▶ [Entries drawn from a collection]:
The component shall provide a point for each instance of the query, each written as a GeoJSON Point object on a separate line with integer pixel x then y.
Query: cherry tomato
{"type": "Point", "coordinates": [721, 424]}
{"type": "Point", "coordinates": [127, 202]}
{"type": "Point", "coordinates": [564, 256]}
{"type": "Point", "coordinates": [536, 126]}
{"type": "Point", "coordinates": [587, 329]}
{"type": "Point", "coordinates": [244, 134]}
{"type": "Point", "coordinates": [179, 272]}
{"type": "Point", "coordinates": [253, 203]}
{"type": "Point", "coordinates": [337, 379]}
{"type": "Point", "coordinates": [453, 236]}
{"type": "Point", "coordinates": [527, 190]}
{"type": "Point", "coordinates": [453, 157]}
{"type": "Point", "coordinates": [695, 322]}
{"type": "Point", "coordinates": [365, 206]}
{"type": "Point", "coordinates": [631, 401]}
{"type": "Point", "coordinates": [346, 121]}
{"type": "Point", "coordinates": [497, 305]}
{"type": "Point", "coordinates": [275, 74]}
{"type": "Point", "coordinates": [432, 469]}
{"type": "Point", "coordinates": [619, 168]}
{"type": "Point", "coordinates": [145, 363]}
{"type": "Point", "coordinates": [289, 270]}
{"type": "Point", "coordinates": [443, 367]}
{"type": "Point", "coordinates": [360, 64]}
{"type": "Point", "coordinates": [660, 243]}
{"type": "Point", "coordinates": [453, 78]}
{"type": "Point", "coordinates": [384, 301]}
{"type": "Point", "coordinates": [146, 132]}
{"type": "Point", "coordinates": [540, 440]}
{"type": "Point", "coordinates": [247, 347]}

▶ [What the exercise asks]:
Reproduce every line of the material above without any changes.

▶ [Written solution]:
The component shall provide a point for each instance of the query, each written as a GeoJSON Point object on a separate line with integer pixel x then y.
Query: cherry tomato
{"type": "Point", "coordinates": [721, 424]}
{"type": "Point", "coordinates": [127, 202]}
{"type": "Point", "coordinates": [564, 256]}
{"type": "Point", "coordinates": [536, 126]}
{"type": "Point", "coordinates": [587, 329]}
{"type": "Point", "coordinates": [244, 134]}
{"type": "Point", "coordinates": [179, 272]}
{"type": "Point", "coordinates": [253, 203]}
{"type": "Point", "coordinates": [337, 379]}
{"type": "Point", "coordinates": [453, 236]}
{"type": "Point", "coordinates": [527, 190]}
{"type": "Point", "coordinates": [453, 157]}
{"type": "Point", "coordinates": [695, 322]}
{"type": "Point", "coordinates": [365, 206]}
{"type": "Point", "coordinates": [631, 401]}
{"type": "Point", "coordinates": [346, 121]}
{"type": "Point", "coordinates": [497, 305]}
{"type": "Point", "coordinates": [275, 74]}
{"type": "Point", "coordinates": [432, 469]}
{"type": "Point", "coordinates": [619, 168]}
{"type": "Point", "coordinates": [145, 363]}
{"type": "Point", "coordinates": [289, 270]}
{"type": "Point", "coordinates": [443, 367]}
{"type": "Point", "coordinates": [360, 64]}
{"type": "Point", "coordinates": [660, 243]}
{"type": "Point", "coordinates": [453, 78]}
{"type": "Point", "coordinates": [384, 301]}
{"type": "Point", "coordinates": [146, 132]}
{"type": "Point", "coordinates": [540, 440]}
{"type": "Point", "coordinates": [247, 347]}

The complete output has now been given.